_EXERCISE DATA:_
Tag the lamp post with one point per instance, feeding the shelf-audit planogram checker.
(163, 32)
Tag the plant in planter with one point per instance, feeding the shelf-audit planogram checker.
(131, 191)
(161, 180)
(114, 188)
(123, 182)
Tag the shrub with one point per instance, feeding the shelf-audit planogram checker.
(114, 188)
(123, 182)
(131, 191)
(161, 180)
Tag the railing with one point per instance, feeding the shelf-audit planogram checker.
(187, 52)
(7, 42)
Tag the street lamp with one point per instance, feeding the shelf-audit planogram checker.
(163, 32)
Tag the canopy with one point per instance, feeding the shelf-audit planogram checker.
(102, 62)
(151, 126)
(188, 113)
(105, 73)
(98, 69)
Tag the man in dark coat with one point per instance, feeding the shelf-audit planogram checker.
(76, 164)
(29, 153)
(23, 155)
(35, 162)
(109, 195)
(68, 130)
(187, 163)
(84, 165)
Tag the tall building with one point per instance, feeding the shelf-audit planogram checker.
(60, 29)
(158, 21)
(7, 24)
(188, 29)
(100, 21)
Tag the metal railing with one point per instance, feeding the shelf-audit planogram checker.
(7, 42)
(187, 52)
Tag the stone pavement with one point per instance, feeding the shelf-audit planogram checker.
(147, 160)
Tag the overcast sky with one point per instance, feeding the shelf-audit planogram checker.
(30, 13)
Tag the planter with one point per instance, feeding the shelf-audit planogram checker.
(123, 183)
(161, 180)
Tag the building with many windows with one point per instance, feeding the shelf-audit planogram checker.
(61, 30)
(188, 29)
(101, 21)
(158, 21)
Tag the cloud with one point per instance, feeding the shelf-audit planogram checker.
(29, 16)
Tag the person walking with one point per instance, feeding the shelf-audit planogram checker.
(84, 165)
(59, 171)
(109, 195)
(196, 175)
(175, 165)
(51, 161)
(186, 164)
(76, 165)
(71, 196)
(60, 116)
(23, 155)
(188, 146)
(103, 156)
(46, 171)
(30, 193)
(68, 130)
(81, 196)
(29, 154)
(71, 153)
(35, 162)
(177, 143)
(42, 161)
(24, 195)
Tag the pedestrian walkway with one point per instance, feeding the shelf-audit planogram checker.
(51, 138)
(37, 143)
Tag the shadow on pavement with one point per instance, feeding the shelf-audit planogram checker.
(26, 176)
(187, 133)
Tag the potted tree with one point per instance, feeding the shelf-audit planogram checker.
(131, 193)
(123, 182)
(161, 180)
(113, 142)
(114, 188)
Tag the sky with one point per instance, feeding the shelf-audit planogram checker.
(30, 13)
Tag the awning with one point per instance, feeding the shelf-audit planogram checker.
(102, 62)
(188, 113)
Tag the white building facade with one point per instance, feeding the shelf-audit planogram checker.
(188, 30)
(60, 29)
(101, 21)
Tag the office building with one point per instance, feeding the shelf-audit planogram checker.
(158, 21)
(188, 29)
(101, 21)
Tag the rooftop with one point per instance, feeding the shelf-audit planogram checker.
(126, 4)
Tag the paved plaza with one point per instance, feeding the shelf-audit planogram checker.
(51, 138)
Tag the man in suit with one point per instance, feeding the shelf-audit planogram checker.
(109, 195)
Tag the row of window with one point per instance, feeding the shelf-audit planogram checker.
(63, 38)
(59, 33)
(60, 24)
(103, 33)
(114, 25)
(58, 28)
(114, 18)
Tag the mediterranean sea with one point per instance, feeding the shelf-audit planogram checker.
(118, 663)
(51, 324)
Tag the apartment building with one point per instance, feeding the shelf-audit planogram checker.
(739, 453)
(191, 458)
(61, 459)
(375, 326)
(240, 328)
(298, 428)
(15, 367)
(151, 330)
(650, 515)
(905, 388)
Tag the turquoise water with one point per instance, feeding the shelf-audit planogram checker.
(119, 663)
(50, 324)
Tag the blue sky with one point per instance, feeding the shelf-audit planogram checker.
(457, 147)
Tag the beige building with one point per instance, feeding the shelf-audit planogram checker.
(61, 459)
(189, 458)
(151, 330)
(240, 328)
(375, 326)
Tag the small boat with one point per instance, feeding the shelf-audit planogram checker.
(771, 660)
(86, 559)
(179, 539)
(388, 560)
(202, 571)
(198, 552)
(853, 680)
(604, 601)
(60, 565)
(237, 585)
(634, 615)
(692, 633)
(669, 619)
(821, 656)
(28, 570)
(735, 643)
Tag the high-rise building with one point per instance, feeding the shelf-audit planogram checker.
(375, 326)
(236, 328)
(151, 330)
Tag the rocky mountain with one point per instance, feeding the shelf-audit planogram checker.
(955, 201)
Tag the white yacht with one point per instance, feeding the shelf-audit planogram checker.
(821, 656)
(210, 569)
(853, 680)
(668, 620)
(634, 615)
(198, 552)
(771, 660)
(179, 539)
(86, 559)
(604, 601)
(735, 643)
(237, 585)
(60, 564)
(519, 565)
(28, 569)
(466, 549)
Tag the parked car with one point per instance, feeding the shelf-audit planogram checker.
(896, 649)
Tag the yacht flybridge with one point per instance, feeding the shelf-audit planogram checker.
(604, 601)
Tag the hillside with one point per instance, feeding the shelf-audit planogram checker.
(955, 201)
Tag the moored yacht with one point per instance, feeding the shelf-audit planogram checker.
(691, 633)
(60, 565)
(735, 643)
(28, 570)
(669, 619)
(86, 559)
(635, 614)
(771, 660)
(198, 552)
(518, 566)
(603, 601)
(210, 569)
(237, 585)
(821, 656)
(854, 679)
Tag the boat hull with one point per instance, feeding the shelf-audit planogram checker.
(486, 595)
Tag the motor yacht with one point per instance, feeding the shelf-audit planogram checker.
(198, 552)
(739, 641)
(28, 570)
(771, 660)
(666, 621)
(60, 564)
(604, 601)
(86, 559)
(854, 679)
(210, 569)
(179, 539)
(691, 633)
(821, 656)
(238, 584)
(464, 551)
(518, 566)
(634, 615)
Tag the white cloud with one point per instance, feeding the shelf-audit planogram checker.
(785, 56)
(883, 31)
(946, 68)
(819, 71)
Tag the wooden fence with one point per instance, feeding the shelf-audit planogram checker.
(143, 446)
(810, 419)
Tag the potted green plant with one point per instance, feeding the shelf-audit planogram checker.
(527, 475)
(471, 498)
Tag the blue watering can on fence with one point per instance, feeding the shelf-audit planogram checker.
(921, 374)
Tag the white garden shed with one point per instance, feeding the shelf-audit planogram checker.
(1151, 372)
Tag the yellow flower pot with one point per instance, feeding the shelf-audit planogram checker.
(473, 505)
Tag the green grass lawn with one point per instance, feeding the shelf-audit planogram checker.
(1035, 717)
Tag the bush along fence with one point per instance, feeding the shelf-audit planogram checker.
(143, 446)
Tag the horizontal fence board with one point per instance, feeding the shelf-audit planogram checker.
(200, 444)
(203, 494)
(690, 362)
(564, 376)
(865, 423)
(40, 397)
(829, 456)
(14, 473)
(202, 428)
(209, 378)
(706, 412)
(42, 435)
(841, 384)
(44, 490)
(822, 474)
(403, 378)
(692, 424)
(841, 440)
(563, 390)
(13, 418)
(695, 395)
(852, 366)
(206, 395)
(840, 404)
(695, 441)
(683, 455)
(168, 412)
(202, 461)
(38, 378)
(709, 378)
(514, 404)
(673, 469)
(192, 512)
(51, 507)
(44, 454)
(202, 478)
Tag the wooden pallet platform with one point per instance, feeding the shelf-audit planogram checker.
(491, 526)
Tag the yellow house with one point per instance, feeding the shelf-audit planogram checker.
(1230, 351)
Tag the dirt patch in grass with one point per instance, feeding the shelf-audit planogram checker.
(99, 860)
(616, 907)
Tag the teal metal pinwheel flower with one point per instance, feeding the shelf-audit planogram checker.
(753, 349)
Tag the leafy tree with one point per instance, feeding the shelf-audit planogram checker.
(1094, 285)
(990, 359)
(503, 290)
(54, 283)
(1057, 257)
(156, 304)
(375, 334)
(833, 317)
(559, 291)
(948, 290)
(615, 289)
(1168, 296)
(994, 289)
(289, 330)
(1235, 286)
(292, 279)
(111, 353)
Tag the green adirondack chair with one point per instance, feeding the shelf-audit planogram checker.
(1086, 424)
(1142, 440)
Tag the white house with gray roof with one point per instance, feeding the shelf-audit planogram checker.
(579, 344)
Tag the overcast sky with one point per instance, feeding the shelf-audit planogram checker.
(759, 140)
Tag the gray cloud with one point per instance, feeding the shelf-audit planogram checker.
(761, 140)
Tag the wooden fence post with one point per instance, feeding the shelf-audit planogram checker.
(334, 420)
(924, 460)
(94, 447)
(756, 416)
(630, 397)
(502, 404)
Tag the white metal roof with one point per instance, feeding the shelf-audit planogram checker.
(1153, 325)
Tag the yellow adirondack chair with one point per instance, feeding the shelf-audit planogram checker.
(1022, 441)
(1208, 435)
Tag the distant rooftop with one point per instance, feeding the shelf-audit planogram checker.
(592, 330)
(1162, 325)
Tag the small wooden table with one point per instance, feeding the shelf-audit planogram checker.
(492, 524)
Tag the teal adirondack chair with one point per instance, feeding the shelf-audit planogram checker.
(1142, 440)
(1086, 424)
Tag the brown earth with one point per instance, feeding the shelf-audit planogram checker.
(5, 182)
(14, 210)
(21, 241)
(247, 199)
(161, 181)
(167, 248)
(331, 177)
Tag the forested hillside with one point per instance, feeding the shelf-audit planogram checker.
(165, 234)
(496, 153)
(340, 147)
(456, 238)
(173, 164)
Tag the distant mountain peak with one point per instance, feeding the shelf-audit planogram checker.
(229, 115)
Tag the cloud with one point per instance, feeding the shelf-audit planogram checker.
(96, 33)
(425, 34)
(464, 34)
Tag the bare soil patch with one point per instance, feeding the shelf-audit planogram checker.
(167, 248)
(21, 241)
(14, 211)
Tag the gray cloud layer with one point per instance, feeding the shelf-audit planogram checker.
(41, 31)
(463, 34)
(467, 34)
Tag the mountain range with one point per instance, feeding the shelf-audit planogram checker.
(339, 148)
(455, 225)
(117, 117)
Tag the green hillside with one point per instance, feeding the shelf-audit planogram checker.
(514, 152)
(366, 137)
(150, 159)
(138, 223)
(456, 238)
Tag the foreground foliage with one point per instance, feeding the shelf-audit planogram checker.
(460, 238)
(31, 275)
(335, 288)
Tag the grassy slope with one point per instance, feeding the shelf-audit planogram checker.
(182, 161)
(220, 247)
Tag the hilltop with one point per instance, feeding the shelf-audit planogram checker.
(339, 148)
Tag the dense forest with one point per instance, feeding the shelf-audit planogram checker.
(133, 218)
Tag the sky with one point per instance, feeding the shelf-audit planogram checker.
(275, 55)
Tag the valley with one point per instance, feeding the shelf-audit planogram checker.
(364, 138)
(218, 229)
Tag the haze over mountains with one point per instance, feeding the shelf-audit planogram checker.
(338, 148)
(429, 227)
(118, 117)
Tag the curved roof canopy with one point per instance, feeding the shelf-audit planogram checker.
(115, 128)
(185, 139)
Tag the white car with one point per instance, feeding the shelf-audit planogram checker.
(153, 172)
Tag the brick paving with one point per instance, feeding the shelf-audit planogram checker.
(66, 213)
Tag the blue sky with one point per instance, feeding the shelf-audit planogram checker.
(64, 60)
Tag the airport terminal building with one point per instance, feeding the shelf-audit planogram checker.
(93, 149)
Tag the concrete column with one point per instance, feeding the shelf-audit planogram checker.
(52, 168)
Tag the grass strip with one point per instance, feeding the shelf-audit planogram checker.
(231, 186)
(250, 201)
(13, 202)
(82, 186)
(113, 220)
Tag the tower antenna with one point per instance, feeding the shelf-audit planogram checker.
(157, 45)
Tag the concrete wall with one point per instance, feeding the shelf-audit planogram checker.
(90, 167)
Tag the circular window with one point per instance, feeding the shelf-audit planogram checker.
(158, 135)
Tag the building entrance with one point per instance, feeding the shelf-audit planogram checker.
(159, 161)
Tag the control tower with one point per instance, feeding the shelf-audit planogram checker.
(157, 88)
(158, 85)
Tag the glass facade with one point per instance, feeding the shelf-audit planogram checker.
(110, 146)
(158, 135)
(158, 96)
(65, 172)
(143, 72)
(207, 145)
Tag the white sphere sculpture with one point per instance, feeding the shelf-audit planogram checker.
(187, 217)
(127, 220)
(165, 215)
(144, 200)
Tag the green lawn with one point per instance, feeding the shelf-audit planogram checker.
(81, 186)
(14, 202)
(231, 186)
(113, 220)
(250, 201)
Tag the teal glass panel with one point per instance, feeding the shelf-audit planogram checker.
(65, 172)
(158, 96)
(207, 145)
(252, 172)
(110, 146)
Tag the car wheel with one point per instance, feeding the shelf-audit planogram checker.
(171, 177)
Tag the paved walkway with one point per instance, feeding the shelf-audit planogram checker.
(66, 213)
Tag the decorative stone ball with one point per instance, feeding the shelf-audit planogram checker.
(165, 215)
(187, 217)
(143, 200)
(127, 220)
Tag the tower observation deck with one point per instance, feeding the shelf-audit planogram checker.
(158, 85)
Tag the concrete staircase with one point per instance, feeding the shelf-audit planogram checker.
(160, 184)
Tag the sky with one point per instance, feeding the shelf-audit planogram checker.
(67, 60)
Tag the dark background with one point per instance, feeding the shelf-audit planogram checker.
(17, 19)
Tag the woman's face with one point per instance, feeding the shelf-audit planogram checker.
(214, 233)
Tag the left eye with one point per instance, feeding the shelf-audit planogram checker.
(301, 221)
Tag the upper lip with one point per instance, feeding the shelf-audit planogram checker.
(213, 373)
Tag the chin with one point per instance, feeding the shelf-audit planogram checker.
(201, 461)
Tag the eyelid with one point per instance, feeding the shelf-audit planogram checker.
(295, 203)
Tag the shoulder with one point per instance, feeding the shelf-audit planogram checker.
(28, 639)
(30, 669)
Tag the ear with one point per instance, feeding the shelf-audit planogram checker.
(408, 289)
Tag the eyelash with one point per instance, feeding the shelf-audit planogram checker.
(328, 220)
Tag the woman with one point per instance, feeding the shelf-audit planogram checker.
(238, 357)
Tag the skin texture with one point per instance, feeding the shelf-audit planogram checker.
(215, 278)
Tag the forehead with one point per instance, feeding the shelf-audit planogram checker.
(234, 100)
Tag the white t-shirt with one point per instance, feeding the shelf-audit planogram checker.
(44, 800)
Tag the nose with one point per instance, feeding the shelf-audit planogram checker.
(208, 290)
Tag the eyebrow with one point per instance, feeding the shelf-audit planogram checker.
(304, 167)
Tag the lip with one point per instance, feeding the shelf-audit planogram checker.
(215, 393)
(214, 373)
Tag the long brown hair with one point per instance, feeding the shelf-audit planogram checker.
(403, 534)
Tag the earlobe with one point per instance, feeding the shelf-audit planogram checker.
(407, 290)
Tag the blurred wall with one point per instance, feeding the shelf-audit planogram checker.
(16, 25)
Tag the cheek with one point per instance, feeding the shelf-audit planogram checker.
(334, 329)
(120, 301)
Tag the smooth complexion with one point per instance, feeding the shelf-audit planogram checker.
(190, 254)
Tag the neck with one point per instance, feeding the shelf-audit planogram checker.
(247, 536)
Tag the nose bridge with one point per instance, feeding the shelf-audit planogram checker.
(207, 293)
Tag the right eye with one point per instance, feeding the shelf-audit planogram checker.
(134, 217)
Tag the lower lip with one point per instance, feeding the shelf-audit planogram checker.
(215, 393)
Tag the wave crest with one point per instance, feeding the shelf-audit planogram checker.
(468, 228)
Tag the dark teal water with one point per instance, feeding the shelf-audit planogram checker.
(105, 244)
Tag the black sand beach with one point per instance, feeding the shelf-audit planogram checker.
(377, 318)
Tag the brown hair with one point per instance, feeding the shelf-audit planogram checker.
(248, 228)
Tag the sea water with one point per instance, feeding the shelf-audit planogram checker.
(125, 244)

_WHAT YOU HAVE TO DO:_ At the line with "Tag the black", begin reproducing the material above exactly, and continue through its last line.

_EXERCISE ANSWER:_
Tag the black sand beach with one point per instance, feeding the shelf-audit planogram checker.
(377, 318)
Tag the brown hair with one point per instance, feeding the shelf-audit planogram checker.
(248, 228)
Tag the sea water with one point per instance, feeding the shelf-audit planogram checker.
(125, 244)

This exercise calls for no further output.